Segment Start: Text for analysis
Adele: Inside Her Private Life and Triumphant Return
On some level, Adele refuses to allow her success to make it too deeply past her skin. She still sees herself as “some random girl from London,” albeit one whose little car needs to be trailed by a bodyguard in a Range Rover. With the throwback classicism of its songwriting and its almost militantly organic arrangements, 21 stood to the side of the pop mainstream, even as it somehow outsold everything. Adele is trying to pull off a similar trick with her career itself. “My career’s not my life,” she says. “It’s my hobby.” She wants to be able to release her albums, live in public for a while, and then return to her private existence — for years at a time, maybe, so she can live enough to write the next set of songs. “I think she’ll make 20 records,” says her manager, Jonathan Dickins. “We’re playing for the long game.”
“People think I hate being famous,” Adele says. “And I don’t. I’m really frightened of it. I think it’s really toxic, and I think it’s really easy to be dragged into it.” Early in her career, she faced frequent musical comparisons to Amy Winehouse, whom she met only a few times: “Watching Amy deteriorate is one of the reasons I’m a bit frightened. We were all very entertained by her being a mess. I was fucking sad about it, but if someone showed me a picture of her looking bad, I’d look at it. If we hadn’t looked, then they’d have stopped taking her picture. That level of attention is really frightening, especially if you don’t live around all that showbiz stuff.”
Segment End: Text for analysis
Segment Start: Given data
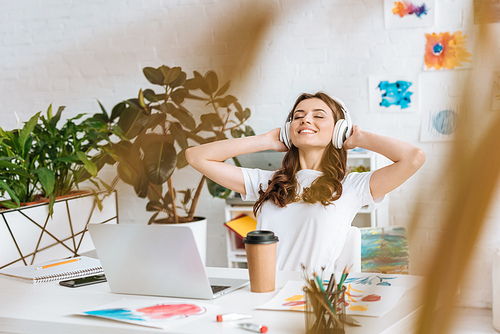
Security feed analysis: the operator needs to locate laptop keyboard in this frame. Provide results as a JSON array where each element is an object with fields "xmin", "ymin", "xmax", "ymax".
[{"xmin": 211, "ymin": 285, "xmax": 230, "ymax": 293}]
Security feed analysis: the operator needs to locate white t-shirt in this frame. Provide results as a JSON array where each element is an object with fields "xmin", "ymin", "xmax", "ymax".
[{"xmin": 242, "ymin": 168, "xmax": 383, "ymax": 272}]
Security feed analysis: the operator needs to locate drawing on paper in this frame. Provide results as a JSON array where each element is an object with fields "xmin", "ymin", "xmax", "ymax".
[
  {"xmin": 378, "ymin": 80, "xmax": 413, "ymax": 109},
  {"xmin": 362, "ymin": 227, "xmax": 409, "ymax": 276},
  {"xmin": 420, "ymin": 107, "xmax": 459, "ymax": 141},
  {"xmin": 368, "ymin": 75, "xmax": 418, "ymax": 113},
  {"xmin": 384, "ymin": 0, "xmax": 435, "ymax": 29},
  {"xmin": 392, "ymin": 1, "xmax": 429, "ymax": 18},
  {"xmin": 425, "ymin": 31, "xmax": 472, "ymax": 70},
  {"xmin": 85, "ymin": 304, "xmax": 206, "ymax": 321}
]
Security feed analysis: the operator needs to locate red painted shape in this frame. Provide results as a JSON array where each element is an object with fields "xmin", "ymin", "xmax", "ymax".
[
  {"xmin": 137, "ymin": 304, "xmax": 204, "ymax": 319},
  {"xmin": 361, "ymin": 294, "xmax": 382, "ymax": 302}
]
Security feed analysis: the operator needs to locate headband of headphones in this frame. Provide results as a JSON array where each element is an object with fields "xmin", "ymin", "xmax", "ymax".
[{"xmin": 280, "ymin": 96, "xmax": 352, "ymax": 149}]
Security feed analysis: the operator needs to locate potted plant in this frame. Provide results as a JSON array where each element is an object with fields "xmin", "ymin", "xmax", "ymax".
[
  {"xmin": 0, "ymin": 106, "xmax": 120, "ymax": 267},
  {"xmin": 105, "ymin": 65, "xmax": 254, "ymax": 262}
]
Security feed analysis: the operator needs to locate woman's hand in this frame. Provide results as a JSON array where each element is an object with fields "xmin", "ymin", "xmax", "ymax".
[
  {"xmin": 343, "ymin": 125, "xmax": 363, "ymax": 151},
  {"xmin": 263, "ymin": 128, "xmax": 288, "ymax": 152}
]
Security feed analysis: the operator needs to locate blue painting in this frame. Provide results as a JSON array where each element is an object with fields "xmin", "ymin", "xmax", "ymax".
[
  {"xmin": 368, "ymin": 75, "xmax": 419, "ymax": 113},
  {"xmin": 378, "ymin": 80, "xmax": 413, "ymax": 109}
]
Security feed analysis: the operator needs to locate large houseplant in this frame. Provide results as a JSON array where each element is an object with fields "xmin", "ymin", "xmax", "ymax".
[
  {"xmin": 106, "ymin": 65, "xmax": 254, "ymax": 224},
  {"xmin": 0, "ymin": 106, "xmax": 120, "ymax": 268},
  {"xmin": 0, "ymin": 105, "xmax": 119, "ymax": 214}
]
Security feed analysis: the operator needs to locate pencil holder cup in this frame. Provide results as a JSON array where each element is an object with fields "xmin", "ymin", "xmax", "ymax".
[{"xmin": 304, "ymin": 286, "xmax": 346, "ymax": 334}]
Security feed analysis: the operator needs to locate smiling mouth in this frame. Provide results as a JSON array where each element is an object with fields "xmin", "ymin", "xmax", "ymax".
[{"xmin": 299, "ymin": 129, "xmax": 316, "ymax": 134}]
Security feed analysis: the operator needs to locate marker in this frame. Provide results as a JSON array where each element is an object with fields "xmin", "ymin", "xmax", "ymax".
[
  {"xmin": 217, "ymin": 313, "xmax": 252, "ymax": 322},
  {"xmin": 239, "ymin": 322, "xmax": 267, "ymax": 333},
  {"xmin": 36, "ymin": 257, "xmax": 80, "ymax": 270}
]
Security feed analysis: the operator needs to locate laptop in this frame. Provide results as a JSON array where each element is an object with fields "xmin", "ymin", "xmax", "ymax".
[{"xmin": 88, "ymin": 224, "xmax": 249, "ymax": 299}]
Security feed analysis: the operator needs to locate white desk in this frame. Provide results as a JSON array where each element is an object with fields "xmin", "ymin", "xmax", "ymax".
[{"xmin": 0, "ymin": 268, "xmax": 421, "ymax": 334}]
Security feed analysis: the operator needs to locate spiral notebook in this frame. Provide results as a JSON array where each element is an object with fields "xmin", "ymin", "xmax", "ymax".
[{"xmin": 0, "ymin": 256, "xmax": 103, "ymax": 283}]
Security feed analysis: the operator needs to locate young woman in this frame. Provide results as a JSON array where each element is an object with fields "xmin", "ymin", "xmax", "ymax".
[{"xmin": 186, "ymin": 92, "xmax": 425, "ymax": 272}]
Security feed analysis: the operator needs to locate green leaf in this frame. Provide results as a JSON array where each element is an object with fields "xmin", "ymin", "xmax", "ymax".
[
  {"xmin": 224, "ymin": 95, "xmax": 238, "ymax": 106},
  {"xmin": 116, "ymin": 163, "xmax": 137, "ymax": 185},
  {"xmin": 170, "ymin": 88, "xmax": 189, "ymax": 105},
  {"xmin": 142, "ymin": 67, "xmax": 165, "ymax": 85},
  {"xmin": 169, "ymin": 122, "xmax": 188, "ymax": 150},
  {"xmin": 144, "ymin": 88, "xmax": 160, "ymax": 102},
  {"xmin": 141, "ymin": 134, "xmax": 177, "ymax": 184},
  {"xmin": 35, "ymin": 167, "xmax": 56, "ymax": 195},
  {"xmin": 167, "ymin": 103, "xmax": 196, "ymax": 129},
  {"xmin": 148, "ymin": 184, "xmax": 163, "ymax": 201},
  {"xmin": 200, "ymin": 113, "xmax": 223, "ymax": 127},
  {"xmin": 169, "ymin": 67, "xmax": 187, "ymax": 88},
  {"xmin": 0, "ymin": 180, "xmax": 20, "ymax": 207},
  {"xmin": 207, "ymin": 178, "xmax": 231, "ymax": 198},
  {"xmin": 76, "ymin": 151, "xmax": 97, "ymax": 176},
  {"xmin": 177, "ymin": 150, "xmax": 188, "ymax": 169},
  {"xmin": 215, "ymin": 81, "xmax": 231, "ymax": 96},
  {"xmin": 111, "ymin": 102, "xmax": 127, "ymax": 121},
  {"xmin": 97, "ymin": 100, "xmax": 109, "ymax": 123},
  {"xmin": 18, "ymin": 112, "xmax": 40, "ymax": 155},
  {"xmin": 118, "ymin": 105, "xmax": 148, "ymax": 139},
  {"xmin": 134, "ymin": 171, "xmax": 149, "ymax": 198}
]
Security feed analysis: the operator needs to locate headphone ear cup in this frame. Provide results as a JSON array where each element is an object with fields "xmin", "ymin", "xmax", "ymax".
[
  {"xmin": 332, "ymin": 119, "xmax": 348, "ymax": 149},
  {"xmin": 280, "ymin": 121, "xmax": 292, "ymax": 149}
]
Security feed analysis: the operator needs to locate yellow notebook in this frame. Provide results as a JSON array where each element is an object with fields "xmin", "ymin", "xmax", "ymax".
[{"xmin": 224, "ymin": 215, "xmax": 257, "ymax": 239}]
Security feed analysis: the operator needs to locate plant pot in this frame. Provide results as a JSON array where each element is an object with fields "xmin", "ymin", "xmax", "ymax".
[
  {"xmin": 153, "ymin": 217, "xmax": 207, "ymax": 265},
  {"xmin": 0, "ymin": 192, "xmax": 118, "ymax": 268}
]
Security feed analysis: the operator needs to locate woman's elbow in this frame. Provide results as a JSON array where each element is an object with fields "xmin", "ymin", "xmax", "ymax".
[{"xmin": 410, "ymin": 147, "xmax": 425, "ymax": 170}]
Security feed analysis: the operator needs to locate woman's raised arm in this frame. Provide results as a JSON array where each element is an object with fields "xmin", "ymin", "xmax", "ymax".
[
  {"xmin": 186, "ymin": 128, "xmax": 286, "ymax": 195},
  {"xmin": 344, "ymin": 126, "xmax": 425, "ymax": 199}
]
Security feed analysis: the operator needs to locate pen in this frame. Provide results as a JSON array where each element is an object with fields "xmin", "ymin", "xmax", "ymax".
[
  {"xmin": 239, "ymin": 322, "xmax": 267, "ymax": 333},
  {"xmin": 36, "ymin": 257, "xmax": 80, "ymax": 270},
  {"xmin": 217, "ymin": 313, "xmax": 252, "ymax": 322}
]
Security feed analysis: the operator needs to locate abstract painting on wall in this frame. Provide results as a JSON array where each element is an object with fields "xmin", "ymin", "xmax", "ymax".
[
  {"xmin": 384, "ymin": 0, "xmax": 436, "ymax": 29},
  {"xmin": 424, "ymin": 31, "xmax": 472, "ymax": 71},
  {"xmin": 419, "ymin": 71, "xmax": 471, "ymax": 141},
  {"xmin": 360, "ymin": 226, "xmax": 409, "ymax": 274},
  {"xmin": 491, "ymin": 72, "xmax": 500, "ymax": 110},
  {"xmin": 368, "ymin": 76, "xmax": 419, "ymax": 113},
  {"xmin": 420, "ymin": 107, "xmax": 459, "ymax": 141}
]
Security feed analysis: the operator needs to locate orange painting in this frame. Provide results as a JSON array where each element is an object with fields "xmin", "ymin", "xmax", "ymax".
[{"xmin": 425, "ymin": 31, "xmax": 472, "ymax": 70}]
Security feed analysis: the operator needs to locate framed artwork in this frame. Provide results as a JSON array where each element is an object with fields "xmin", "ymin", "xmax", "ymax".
[
  {"xmin": 424, "ymin": 31, "xmax": 472, "ymax": 71},
  {"xmin": 368, "ymin": 75, "xmax": 419, "ymax": 113},
  {"xmin": 384, "ymin": 0, "xmax": 436, "ymax": 29}
]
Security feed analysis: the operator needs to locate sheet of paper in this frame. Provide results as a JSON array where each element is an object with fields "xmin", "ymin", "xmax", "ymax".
[
  {"xmin": 80, "ymin": 299, "xmax": 219, "ymax": 329},
  {"xmin": 258, "ymin": 273, "xmax": 422, "ymax": 317}
]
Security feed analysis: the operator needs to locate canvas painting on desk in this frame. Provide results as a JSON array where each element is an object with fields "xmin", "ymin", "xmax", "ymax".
[{"xmin": 81, "ymin": 299, "xmax": 219, "ymax": 329}]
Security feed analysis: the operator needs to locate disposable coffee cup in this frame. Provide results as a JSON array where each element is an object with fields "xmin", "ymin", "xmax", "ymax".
[{"xmin": 243, "ymin": 230, "xmax": 278, "ymax": 292}]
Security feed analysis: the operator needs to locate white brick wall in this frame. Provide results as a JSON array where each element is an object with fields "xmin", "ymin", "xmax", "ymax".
[{"xmin": 0, "ymin": 0, "xmax": 500, "ymax": 307}]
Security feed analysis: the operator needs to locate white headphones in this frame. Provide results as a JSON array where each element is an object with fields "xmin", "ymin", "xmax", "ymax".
[{"xmin": 280, "ymin": 96, "xmax": 352, "ymax": 149}]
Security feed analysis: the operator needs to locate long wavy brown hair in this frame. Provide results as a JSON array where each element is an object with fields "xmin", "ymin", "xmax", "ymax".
[{"xmin": 253, "ymin": 92, "xmax": 347, "ymax": 216}]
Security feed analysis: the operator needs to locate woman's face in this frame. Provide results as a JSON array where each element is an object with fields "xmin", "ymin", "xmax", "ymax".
[{"xmin": 290, "ymin": 98, "xmax": 335, "ymax": 148}]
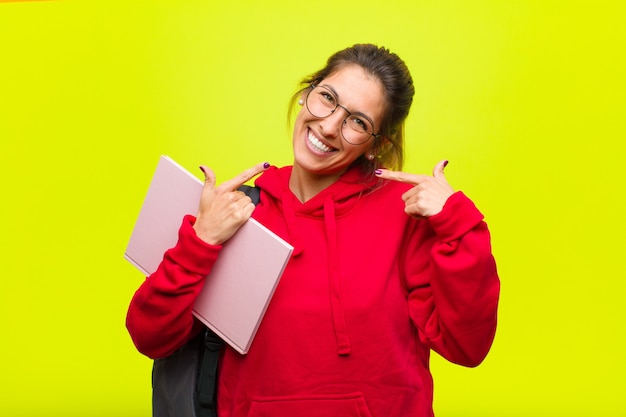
Segment End: Given data
• _What to work on_
a: Answer these questions from the profile of Adele, one per line:
(i) What does Adele call her career?
(ii) Who is Adele's manager?
(iii) Which singer was Adele often compared to early in her career?
b: Pick up the profile of Adele after its final sentence and write what comes next.

• _Expected results_
a:
(i) Her hobby.
(ii) Jonathan Dickins.
(iii) Amy Winehouse.

b:
Adele still feels out of place among celebrities. Earlier this year, when she went backstage to meet one of her idols, Stevie Nicks, Adele found herself uncontrollably sobbing (“like, snot, everything”). “I’m not sure if I’ll ever not feel a bit overwhelmed when I go to places where there are loads of stars,” says Adele, who spent the first decade of her life in the poor, crime-plagued district of Tottenham. “I always feel like I’m gonna get thrown out. Or it’s going to turn out to be some, like, hidden-camera show. Like someone’s gonna send me back to Tottenham.” She has recurring dreams of falling from tall buildings.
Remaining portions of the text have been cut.